→ **Direction**
Convert the records below, only the stretch from the line containing "It would be wonderful if you could pinpoint every wooden" through the line containing "[881,195,945,282]", into a two-column CSV with the headers instruction and boxes. Give one row per record, with its text and its answer each in a single quoted field and line breaks replaced by spaces.

→ **Records for this exercise**
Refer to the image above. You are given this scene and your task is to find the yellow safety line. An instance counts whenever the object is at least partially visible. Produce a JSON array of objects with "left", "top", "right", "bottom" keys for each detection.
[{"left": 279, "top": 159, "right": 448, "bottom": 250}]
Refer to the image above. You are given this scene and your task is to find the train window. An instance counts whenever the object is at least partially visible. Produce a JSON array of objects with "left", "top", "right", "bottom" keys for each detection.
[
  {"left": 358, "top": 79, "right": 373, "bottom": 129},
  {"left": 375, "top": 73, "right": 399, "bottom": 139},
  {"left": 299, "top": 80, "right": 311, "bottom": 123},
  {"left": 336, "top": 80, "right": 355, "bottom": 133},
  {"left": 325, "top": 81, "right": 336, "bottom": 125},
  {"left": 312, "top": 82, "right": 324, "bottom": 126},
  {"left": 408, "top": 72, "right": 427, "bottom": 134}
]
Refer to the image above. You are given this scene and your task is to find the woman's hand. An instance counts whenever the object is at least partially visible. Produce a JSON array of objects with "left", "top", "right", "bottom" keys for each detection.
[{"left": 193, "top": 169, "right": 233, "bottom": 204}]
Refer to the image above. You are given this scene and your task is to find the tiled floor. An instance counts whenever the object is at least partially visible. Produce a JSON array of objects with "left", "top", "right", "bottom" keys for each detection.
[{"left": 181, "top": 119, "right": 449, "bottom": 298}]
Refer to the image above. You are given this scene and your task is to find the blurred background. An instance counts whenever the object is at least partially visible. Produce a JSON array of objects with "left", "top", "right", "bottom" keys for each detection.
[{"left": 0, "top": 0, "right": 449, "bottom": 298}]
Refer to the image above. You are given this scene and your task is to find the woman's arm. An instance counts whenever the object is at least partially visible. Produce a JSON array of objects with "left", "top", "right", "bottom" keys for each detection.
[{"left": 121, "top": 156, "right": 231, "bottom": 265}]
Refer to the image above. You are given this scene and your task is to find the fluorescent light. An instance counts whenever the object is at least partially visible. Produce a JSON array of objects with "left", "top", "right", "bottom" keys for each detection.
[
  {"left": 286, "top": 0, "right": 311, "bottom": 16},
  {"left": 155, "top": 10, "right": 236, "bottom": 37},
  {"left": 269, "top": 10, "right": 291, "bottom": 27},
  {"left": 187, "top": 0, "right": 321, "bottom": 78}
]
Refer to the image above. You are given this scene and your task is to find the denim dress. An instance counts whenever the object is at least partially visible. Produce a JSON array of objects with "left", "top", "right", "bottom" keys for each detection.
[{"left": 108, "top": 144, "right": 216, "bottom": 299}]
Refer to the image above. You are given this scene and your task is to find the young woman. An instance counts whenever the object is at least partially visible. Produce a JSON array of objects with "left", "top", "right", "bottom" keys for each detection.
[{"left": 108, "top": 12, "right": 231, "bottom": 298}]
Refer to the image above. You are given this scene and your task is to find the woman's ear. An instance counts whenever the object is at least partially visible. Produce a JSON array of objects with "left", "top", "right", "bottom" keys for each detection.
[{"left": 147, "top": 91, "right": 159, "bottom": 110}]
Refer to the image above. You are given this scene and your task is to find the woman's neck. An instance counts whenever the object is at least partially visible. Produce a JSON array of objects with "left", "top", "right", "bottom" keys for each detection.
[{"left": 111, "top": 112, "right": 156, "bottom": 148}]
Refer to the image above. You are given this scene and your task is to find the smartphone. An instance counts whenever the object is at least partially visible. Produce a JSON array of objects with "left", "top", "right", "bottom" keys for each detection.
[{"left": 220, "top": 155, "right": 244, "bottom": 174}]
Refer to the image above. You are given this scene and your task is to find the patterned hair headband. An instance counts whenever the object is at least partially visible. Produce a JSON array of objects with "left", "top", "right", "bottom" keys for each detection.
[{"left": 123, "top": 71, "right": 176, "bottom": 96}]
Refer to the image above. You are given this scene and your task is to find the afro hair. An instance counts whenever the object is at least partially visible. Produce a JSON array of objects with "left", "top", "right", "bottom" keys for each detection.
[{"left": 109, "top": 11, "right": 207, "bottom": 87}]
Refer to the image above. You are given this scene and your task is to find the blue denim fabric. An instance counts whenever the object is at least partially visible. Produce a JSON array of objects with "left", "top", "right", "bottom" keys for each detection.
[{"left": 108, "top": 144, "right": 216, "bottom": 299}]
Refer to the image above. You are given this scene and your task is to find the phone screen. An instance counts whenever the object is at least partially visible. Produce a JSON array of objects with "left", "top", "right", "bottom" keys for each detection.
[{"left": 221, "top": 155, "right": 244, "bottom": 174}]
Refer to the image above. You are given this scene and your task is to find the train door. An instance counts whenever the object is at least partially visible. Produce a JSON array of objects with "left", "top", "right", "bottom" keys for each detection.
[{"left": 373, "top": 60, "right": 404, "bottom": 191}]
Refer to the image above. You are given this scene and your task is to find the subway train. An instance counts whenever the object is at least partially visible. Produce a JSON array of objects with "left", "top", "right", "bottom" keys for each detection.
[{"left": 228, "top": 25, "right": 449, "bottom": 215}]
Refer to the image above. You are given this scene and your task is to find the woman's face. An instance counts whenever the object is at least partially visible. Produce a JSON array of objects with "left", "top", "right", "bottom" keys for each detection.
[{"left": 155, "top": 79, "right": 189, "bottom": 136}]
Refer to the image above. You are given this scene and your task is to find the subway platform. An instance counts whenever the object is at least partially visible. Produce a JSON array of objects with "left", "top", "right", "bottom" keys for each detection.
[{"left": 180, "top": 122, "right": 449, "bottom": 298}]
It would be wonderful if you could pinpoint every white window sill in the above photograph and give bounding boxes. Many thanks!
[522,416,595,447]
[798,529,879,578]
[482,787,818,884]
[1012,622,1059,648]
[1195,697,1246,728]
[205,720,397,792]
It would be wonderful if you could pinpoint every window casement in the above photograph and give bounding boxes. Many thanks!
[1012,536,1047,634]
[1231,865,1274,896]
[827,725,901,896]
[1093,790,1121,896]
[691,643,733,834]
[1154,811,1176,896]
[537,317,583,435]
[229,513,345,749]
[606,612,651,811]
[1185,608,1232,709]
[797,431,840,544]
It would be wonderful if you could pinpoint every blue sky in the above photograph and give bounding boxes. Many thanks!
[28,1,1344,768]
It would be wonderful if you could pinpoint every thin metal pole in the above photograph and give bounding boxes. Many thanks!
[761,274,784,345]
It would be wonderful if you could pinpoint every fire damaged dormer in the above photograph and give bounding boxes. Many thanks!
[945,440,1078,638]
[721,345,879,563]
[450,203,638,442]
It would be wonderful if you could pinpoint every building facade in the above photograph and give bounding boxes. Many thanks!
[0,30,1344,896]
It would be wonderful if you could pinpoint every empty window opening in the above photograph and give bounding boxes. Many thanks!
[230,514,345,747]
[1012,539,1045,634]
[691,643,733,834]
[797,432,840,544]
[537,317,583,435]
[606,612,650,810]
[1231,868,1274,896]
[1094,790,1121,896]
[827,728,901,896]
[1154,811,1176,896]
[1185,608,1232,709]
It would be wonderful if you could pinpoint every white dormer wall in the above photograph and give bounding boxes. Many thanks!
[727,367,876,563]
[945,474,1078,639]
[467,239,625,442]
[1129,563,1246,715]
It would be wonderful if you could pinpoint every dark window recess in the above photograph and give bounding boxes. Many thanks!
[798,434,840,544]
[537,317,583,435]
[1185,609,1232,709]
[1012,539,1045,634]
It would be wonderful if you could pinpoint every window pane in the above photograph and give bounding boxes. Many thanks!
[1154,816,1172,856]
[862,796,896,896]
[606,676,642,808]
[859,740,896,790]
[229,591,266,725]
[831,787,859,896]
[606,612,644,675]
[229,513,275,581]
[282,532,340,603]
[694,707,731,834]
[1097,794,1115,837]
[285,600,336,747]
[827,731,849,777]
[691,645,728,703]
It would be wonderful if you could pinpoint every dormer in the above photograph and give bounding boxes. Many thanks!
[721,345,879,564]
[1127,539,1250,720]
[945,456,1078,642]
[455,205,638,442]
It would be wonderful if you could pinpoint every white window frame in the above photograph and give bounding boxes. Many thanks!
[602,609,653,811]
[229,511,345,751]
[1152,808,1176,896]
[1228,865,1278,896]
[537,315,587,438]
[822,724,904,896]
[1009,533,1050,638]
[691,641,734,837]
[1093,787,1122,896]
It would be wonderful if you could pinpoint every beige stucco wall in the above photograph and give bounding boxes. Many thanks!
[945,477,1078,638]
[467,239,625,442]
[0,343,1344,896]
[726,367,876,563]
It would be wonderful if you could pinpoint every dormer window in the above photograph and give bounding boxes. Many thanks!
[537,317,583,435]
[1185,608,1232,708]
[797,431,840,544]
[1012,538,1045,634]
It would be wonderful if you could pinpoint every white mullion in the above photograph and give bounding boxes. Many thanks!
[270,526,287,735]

* * *

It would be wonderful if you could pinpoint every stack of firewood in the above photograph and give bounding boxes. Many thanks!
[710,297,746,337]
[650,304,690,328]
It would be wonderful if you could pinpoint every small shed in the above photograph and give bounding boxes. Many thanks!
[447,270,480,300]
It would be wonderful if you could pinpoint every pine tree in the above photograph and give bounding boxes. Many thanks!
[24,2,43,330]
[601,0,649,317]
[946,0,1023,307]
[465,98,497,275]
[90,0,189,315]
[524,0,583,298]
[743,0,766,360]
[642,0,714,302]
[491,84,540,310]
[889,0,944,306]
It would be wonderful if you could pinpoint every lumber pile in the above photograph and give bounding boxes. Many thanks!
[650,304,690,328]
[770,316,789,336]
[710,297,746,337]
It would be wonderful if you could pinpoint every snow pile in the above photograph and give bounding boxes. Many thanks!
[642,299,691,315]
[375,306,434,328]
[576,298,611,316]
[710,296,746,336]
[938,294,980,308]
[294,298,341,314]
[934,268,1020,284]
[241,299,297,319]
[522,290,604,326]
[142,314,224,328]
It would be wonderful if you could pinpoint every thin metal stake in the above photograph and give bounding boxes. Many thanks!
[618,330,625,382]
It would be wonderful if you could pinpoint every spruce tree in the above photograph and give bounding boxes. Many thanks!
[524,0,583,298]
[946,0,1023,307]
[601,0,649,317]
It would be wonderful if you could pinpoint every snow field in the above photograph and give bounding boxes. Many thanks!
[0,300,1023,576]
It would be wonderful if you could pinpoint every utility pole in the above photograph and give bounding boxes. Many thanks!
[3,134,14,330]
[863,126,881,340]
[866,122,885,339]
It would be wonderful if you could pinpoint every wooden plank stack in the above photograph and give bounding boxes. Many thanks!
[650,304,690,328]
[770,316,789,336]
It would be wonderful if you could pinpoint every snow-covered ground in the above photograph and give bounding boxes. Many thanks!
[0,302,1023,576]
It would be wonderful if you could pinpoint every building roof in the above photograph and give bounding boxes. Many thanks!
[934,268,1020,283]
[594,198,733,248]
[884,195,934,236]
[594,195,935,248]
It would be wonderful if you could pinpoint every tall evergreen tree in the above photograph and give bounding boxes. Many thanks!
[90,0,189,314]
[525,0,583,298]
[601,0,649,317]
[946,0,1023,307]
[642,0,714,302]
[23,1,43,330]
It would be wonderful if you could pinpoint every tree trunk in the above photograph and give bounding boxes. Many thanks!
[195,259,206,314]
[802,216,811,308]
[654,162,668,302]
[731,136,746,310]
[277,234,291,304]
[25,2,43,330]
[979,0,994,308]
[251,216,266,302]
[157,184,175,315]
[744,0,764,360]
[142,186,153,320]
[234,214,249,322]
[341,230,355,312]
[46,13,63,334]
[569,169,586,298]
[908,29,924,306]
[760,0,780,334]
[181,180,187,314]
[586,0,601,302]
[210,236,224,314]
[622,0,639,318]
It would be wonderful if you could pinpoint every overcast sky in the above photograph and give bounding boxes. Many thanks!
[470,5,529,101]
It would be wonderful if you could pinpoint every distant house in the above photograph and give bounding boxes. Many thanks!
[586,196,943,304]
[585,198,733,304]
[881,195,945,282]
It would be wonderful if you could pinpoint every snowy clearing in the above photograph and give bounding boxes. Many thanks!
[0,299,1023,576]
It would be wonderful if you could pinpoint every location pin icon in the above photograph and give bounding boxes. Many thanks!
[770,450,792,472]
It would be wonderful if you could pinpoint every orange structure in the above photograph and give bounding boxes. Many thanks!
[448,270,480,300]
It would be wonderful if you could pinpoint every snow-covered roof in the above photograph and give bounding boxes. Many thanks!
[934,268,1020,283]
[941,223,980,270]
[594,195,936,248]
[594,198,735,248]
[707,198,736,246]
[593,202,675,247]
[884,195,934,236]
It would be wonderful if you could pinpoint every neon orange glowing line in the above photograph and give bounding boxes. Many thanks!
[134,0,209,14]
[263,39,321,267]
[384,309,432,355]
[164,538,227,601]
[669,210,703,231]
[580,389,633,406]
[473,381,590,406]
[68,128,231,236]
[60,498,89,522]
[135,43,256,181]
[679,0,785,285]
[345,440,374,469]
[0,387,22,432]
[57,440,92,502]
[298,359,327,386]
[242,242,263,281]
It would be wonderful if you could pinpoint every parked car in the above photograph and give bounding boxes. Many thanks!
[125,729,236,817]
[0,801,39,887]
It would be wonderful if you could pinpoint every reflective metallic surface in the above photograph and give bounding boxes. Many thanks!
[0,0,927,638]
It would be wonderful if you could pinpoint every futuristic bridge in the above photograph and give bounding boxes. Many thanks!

→ **Output**
instruction,boxes
"It would be wonderful if you could pinpoint every wooden plank stack in the above photograph and give bounding boxes. Many thanks!","[650,304,690,328] [770,316,789,336]"
"It would be wonderful if you could pinpoint every snow-covered ground in the above photograph and give bounding boxes. Many thanks!","[0,302,1023,576]"
"It would be wonderful if you could pinpoint every building roof in the above photograph and give bounding boxes. Many thanks!","[934,268,1020,283] [594,198,733,248] [884,195,934,236] [594,195,935,248]"
"It would be wonderful if you could pinpoint every tall evergreen tree in the above photograph and give bounding boxes. Many thanks!","[90,0,189,314] [525,0,583,298] [601,0,649,317] [946,0,1023,307] [642,0,714,302] [23,1,43,330]"
"It would be wonderful if you could pinpoint every tree trunk in the above photograph and give bounding boxes. Many thanks!","[195,259,206,314] [802,216,811,308] [654,162,668,302] [731,136,746,310] [277,234,291,304] [25,2,43,330] [979,0,994,308] [251,216,266,302] [157,184,175,315] [744,0,764,360] [142,186,153,320] [234,214,249,322] [341,230,355,312] [46,13,63,334] [569,169,586,298] [908,29,924,306] [760,0,780,334] [181,180,187,314] [586,0,601,302] [210,236,224,314] [622,0,639,318]"
"It would be wonderful if you could pinpoint every overcast sky in the above photograph and give bounding boxes. Many thanks!","[470,5,529,101]"
"It would be wonderful if you could pinpoint every distant house in the above photograph and give bounding boxes. Many thanks!","[586,196,943,304] [585,198,733,304] [881,195,945,282]"